● **YOUR OBJECTIVE**: Convert every line of the entries below into a numbered list, omitting any blank lines.
── EXERCISE MATERIAL
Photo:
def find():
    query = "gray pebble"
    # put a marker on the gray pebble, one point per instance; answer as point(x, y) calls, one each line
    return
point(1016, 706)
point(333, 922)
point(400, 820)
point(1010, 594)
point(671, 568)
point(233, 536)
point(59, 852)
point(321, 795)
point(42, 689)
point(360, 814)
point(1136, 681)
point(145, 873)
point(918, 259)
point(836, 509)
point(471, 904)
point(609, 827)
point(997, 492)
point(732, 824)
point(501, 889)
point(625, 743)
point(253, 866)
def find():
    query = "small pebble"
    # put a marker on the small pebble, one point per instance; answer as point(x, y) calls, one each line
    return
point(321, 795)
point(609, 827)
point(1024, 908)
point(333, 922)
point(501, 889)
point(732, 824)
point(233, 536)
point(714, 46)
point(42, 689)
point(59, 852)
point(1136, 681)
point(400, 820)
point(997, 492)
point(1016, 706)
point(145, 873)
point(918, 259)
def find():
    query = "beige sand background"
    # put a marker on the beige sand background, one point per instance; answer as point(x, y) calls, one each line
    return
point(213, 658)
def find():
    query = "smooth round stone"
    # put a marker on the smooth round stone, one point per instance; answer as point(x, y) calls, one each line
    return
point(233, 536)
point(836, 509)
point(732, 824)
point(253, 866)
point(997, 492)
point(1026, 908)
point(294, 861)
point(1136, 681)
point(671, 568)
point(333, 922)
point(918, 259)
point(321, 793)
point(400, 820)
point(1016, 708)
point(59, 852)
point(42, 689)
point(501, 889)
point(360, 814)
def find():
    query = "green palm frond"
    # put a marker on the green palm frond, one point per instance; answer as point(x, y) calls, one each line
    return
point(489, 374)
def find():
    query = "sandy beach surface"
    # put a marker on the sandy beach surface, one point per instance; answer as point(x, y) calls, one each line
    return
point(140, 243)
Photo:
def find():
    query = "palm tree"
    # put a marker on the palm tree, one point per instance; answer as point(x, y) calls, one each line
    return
────
● **THE ANSWER**:
1. Photo:
2. def find():
3.     query = "gray pebble"
4.     # put a marker on the gray pebble, one point per instance; answer as point(x, y) calls, one each line
5.     return
6. point(1016, 706)
7. point(333, 922)
8. point(400, 820)
9. point(1010, 594)
10. point(671, 568)
11. point(233, 536)
12. point(59, 852)
13. point(321, 795)
14. point(42, 689)
15. point(360, 814)
16. point(1136, 681)
17. point(145, 873)
18. point(918, 259)
19. point(836, 509)
20. point(471, 904)
21. point(609, 827)
22. point(997, 492)
23. point(732, 824)
24. point(501, 889)
25. point(625, 743)
26. point(253, 866)
27. def find():
28.     query = "small pebble"
29.     # put a marker on the small pebble, one point per instance; answer as point(x, y) calls, one each line
30.     return
31. point(321, 795)
32. point(609, 827)
33. point(1024, 908)
34. point(333, 922)
35. point(501, 889)
36. point(732, 824)
37. point(233, 536)
38. point(714, 46)
39. point(42, 689)
40. point(59, 852)
41. point(1136, 681)
42. point(400, 820)
43. point(997, 492)
44. point(1016, 706)
45. point(145, 873)
46. point(918, 259)
47. def find():
48.     query = "beige sand background"
49.     # put a marker on the beige sand background, one point per instance; answer as point(x, y) calls, one each line
50.     return
51. point(213, 658)
52. def find():
53.     query = "smooth round stone"
54.     # put a marker on the smooth round stone, one point per instance; answer as point(x, y) calls, one each line
55.     return
56. point(233, 536)
57. point(836, 509)
58. point(732, 824)
59. point(253, 866)
60. point(997, 492)
61. point(1026, 908)
62. point(294, 861)
63. point(1136, 681)
64. point(671, 568)
65. point(333, 922)
66. point(918, 259)
67. point(321, 793)
68. point(400, 820)
69. point(1016, 708)
70. point(59, 852)
71. point(42, 689)
72. point(501, 889)
73. point(360, 814)
74. def find():
75.     query = "green palm frond"
76.     # put a marker on the green palm frond, one point per instance; answer as point(x, y) calls, one each line
77.     return
78. point(489, 374)
79. def find():
80.     query = "sandy beach surface"
81.     # put a marker on the sandy beach surface, one point per instance; answer as point(x, y) calls, one each line
82.     return
83. point(140, 243)
84. Photo:
85. def find():
86.     query = "palm tree"
87.     # put a marker on the palm tree, one point per instance; answer as point(x, y) calls, one each line
88.     return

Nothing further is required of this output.